[START Data to use]
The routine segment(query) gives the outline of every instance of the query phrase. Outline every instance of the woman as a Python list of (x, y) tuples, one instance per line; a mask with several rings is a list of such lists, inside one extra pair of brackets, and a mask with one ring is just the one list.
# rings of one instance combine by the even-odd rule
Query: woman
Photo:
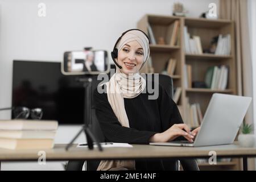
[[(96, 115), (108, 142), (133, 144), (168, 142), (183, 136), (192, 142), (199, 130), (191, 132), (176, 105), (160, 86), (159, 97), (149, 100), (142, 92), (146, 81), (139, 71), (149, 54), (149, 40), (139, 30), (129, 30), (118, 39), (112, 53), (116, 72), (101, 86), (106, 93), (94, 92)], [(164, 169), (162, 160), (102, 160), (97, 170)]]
[END Data to use]
[START Data to use]
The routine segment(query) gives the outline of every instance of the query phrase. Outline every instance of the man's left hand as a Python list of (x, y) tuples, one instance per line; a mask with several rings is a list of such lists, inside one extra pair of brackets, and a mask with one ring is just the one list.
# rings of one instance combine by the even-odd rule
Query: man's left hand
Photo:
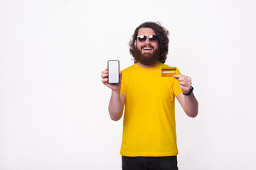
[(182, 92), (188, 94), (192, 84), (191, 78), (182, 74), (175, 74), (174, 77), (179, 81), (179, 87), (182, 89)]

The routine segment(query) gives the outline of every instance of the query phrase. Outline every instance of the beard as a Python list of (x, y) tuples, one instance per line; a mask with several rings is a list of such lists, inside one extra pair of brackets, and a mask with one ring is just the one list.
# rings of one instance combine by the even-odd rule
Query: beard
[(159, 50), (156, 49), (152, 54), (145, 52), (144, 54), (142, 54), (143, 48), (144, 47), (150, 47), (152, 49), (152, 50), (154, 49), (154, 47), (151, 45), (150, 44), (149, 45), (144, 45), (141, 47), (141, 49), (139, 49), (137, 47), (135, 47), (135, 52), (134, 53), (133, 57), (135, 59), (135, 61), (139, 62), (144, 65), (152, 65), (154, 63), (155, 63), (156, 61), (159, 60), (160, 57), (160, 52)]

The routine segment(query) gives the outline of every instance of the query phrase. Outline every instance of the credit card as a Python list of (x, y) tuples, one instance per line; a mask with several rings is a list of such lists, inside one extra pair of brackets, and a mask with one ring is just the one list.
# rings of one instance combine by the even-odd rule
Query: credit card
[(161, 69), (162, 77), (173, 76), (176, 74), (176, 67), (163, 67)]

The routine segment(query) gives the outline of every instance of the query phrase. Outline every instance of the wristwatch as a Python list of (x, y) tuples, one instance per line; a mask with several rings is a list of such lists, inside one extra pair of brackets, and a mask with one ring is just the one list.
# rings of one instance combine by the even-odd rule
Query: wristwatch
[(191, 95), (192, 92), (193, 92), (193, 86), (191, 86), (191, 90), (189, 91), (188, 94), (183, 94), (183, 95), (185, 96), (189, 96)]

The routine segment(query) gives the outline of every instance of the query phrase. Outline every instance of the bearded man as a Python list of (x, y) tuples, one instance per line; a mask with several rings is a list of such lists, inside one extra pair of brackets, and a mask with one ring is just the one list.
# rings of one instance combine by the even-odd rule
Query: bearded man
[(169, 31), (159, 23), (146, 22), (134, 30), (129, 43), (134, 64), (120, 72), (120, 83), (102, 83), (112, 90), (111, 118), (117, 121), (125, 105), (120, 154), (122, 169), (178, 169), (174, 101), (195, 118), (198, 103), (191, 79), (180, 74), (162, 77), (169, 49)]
[END Data to use]
• _Directions_
Express the part of the material running from the line that contains "of the woman" through the line that contains "160), (97, 170)]]", both included, as a JSON list of strings with one string per line. Omit blank lines and leave out the pictures.

• _Problem solution_
[
  "The routine segment(query) gives the outline of every instance of the query phrase. Outline every instance of the woman as a Python list of (x, y) tuples, one instance per line; a mask with several rings is a list of such lists, inside one extra pair of brackets, and a mask with one ring is just the one list.",
  "# rings of one instance combine by the even-odd rule",
  "Query: woman",
  "Photo:",
  "[[(96, 115), (108, 142), (133, 144), (168, 142), (183, 136), (192, 142), (199, 130), (191, 132), (176, 105), (160, 86), (159, 97), (149, 100), (142, 92), (146, 81), (139, 71), (149, 54), (149, 40), (139, 30), (129, 30), (118, 39), (112, 53), (116, 72), (101, 86), (106, 93), (94, 92)], [(164, 169), (162, 160), (102, 160), (97, 170)]]"
]